▸ YOUR GOAL:
Transcribe exactly the line in which "of the wooden" occurs, plus every line that comes after it up to the end of the entries.

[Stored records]
==========
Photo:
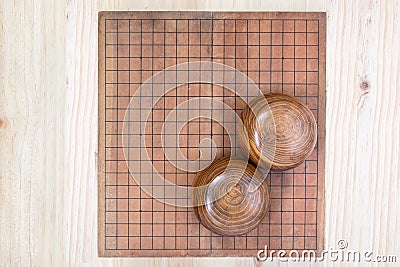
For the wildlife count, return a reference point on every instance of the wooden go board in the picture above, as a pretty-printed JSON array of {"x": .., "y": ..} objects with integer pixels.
[{"x": 280, "y": 52}]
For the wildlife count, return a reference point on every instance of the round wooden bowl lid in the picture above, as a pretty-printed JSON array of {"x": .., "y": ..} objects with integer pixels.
[
  {"x": 289, "y": 121},
  {"x": 244, "y": 201}
]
==========
▸ RESPONSE AREA:
For the wildlife count, return a reference point on every instance of the wooden go board in the picture above, as a pretty-printed JSON array of {"x": .., "y": ..} objects with integer pixels.
[{"x": 280, "y": 52}]
For the wildlife count, return a reference point on every instance of the round wooden bowl lid in the picture above, as a pretty-printed JSON array of {"x": .., "y": ..} objects with integer pixels.
[
  {"x": 289, "y": 121},
  {"x": 244, "y": 201}
]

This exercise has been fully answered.